*** Excerpted text ***

Spotify adopts the ‘Exploit & Explore’ mechanism for providing user recommendations. BaRT “exploits” a given users data to analyse various facts like his/her
- music listening history
- which songs you’ve skipped
- what playlists you’ve made
- your activity on the platform’s social features
- and EVEN YOUR LOCATION !
After using all of this data, BaRT starts understanding trends in users listening behaviour, which for humans would mean ‘understanding one’s taste’. BaRT learns the users likes and dislikes, and depending on that, it decides what else might that user like hear.
In order to create Discover Weekly, there are three main types of recommendation models that Spotify employs:
- Collaborative Filtering models such as the ones that originally used. It will analyze both your behavior and others’ behaviors based on all the above mentioned features.
- Natural Language Processing (NLP) models which work to analyze text to provide you songs with a similar background and description.
- Audio models which related to analyze the raw audio tracks themselves.
Collaborative Filtering: Collaborative Filtering is a technique where Spotify provides you with recommendations not just depending on what you hear, but also what people all over Spotify hear. Depending on a few songs that a user might like, Spotify tries to analyse his/her behaviour. Depending on this analysis, it tries to find out – ‘What kind of songs did those people hear who also liked the songs of our user under analysis. Let’s take an example.
Consider the whole Spotify community just confined to 4 people, Sheldon, Leonard, RAj and Howard. All of them have their own taste in music. For simplicity, let’s assume that the Spotify Database is just confined to five songs. To make things simpler, the only dimensions we will be considering is how many times a user listens to a particular song. That’s good enough to begin with!
This is all the data we need! As shown above, each user has heard these 5 songs a given number of times and they all clearly have their likes and dislikes. However, a few anomalous users can cause a skew in our analysis and so scaling our data becomes important.
That looks better! Now for every user, the data about how many times he listens to each song is normalized around it’s mean. Next up, we will be working with a value which actually helps a machine understand how similar two things are. As the name suggests, this value is called the Cosine Similarity.
Cosine Similarity:
The best way to understand Cosine Similarity is with the help of an example. Let’s say you have 3 songs A, B and C. Each song has only 2 dimensions, namely hits and ranking.Given to us is the following information, A has 20 hits and a ranking of 5, B has 50 hits and a ranking of 4 and C has 80 hits and a ranking of 2.
We know that the “cos” of an angle between two vectors is 0 when the vectors face opposite to each other and 1 when they coincide. This fact leads us to the thought that the similarity between 2 vectors and the cos of the angle between them is directly proportional. Hence the name COSINE - SIMILARITY !!
This is the reason we can say that song B and song A are really similar both graphically and by considering the cos of their angles between them.
Now imagine such a situation with way more dimensions than hits and ranking and surely a million more songs! This is how any recommendation engine understands the similarity between 2 comparable entities.
Getting back to our example, we have understood how a machine understands the level of similarity between 2 songs…But how does it really use it?

***

What to do >>
Resume the piece on Spotify's recommendation engine, picking up right after its closing question.

*** Provided data ***

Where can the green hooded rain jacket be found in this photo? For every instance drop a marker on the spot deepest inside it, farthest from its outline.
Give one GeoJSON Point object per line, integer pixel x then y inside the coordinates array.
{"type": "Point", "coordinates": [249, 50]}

***

Output for this exercise >>
What the piece of code above essentially does is that it treats the no. of times each individual has heard a particular songs as dimensions of each song and on the basis of these dimensions try to find how similar one song is to the other.
Confused? Don’t worry, just take one song at a time, say Havana - for this songs now, the dimensions are {#(Sheldon heard it), #(Leonard heard it), #(Howard heard it), #(Raj heard it)}. This is similar to the dimensions we had in the earlier example, ie. Hits and Rating. This is done for all the other song and as a result the above heatmap is created.
Congratulations!! We built a recommendation system. Now all that’s left to do is suggest songs to new users. Let’s say our new user (obviously Penny) has already heard “Wake Me Up” 3 times. From this data, we can easily run a function to suggest the kind of songs she should hear next.
And there you have it! Our recommendation system is up and suggesting like a pro. This essentially what Spotify, or any other platform where recommendations are required, uses. The only difference is that it uses data from a lot more users, with many more features extracted from each user (not just the no. of times he hears a song) like chosen languages, region, etc. This created a multi-dimensional grid which uses the same principle as above to provide better decisions.
Meanwhile the main ingredient in Discover Weekly is the people who listens itself. Spotify begins by looking at the 2 billion or so playlists created by its users and each one be as a reflection of some music fan’s tastes and sensibilities. Those human selections and groupings of songs form the core of Discover Weekly’s recommendations.
But when Spotify explores, it uses the information about the rest of the world, like playlists and artists similar to your taste in music but you haven’t heard yet, the popularity of other artists, and more. In the exploring process, BaRT is responsible for providing users with content which is relative to him/her, but at the same time expose a user to the new and trending material out there ( Because that’s what brings in the money at the end of the day ;) ).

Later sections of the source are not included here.